## START Records for the task

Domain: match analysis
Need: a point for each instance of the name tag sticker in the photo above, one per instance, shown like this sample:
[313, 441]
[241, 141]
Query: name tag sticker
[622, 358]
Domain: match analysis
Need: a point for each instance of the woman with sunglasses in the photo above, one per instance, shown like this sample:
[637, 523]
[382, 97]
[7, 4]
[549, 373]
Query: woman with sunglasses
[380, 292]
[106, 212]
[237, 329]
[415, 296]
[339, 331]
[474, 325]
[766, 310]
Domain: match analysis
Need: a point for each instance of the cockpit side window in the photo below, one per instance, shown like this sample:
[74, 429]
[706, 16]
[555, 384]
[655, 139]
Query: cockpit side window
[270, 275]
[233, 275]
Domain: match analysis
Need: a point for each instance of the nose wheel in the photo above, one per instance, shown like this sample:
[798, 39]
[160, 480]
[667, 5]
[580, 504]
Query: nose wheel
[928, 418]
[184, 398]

## END Records for the task

**Task:**
Rename "match analysis" to "game review" everywhere it occurs in the entries above. Reproduce the entries with all other text unchanged.

**Written answer:**
Domain: game review
Need: a point for each instance of the name tag sticker in the photo above, one per instance, shown like this sample:
[313, 441]
[241, 141]
Query: name tag sticker
[622, 358]
Domain: game review
Need: a point for each instance of the woman with sunglasses in the photo above, one per instance, shown like this sample:
[637, 523]
[382, 97]
[7, 4]
[549, 373]
Query: woman with sunglasses
[380, 292]
[106, 212]
[237, 329]
[415, 296]
[339, 331]
[474, 325]
[766, 310]
Domain: game review
Need: a point for each instance of the cockpit side window in the photo below, one per instance, shown like this sample:
[74, 429]
[706, 16]
[555, 384]
[655, 139]
Query: cockpit side window
[270, 275]
[233, 275]
Domain: game review
Need: a point for each instance of the nose wheel in the photo above, one per instance, shown like this sample:
[798, 39]
[160, 480]
[667, 5]
[580, 504]
Query: nose wheel
[928, 418]
[184, 398]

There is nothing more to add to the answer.